# Set task 1
In the passage on disarmament treaties, why does the speaker call the second fallacy a fallacy?
# Set task 2
Translate this sentence from the disarmament passage into Spanish: "This is a fallacy because disarmament by treaty or gentlemen's agreement has never worked in the past."
# Set task 3
Please carry on the speech about disarmament treaties, starting after its final sentence.

# Text passage
Now we come to our second fallacy. This is the fallacy
that if only the large nations could sign a treaty or make an agreement under
which all would agree to disarm, the peace would be assured.
This is a fallacy because disarmament by treaty or
gentlemen's agreement has never worked in the past. The moment a nation became
either insecure or ambitious, the moment new men came to power who had
different ideas concerning a nation's role in the world, such treaties became
more than merely antique pieces. In many cases - some of them within the memory
of every person in this room - the treaties became the false front behind which
a nation changed its diet to blood and iron.

# Extracted records
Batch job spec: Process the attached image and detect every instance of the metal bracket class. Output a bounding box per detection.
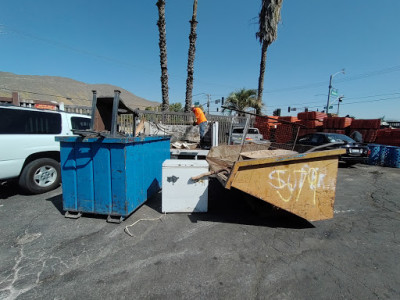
[64,211,82,219]
[107,215,125,224]
[167,175,179,184]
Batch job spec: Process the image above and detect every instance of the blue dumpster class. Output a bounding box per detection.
[383,146,400,168]
[368,144,385,166]
[56,136,170,222]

# Exercise response 1
Because disarmament by treaty or gentlemen's agreement has never worked in the past.

# Exercise response 2
Esto es una falacia porque el desarme mediante tratado o acuerdo entre caballeros nunca ha funcionado en el pasado.

# Exercise response 3
The alternative to disarmament by treaty is not, of
course, an all-out armaments race. A workable alternative does exist. The
alternative is attainable. I refer to disarmament not by treaty but disarmament
by law. I refer to enforceable disarmament. I refer to the kind of disarmament
which is part of a fully formed and well-functioning world organization which
is strong enough to inspect; strong enough to bring guilty individuals to
justice - and I did say individuals; a world organization strong enough
to make its decisions stick; and, finally, an organization that makes armaments
unnecessary because it is able to deal with the causes of war itself. But to
have power is not enough. The world organization must have as its guiding
purpose and its golden goal one thing that nations cannot do without, any more
than men can.
I refer, of course, to justice.
The third fallacy is that any of this is possible without
a strong United Nations. There is no point in talking about world law outside
the United Nations; there is no point in talking about enforceable disarmament
outside the United Nations; there is no point in talking about world justice
outside the United Nations.
Either the United Nations does the job or no one does it.
A single nation, by itself, may be able to break the peace
- in the absence of a strong United Nations - but no single nation by itself is
strong enough - in the absence of a strong United Nations - to keep the peace.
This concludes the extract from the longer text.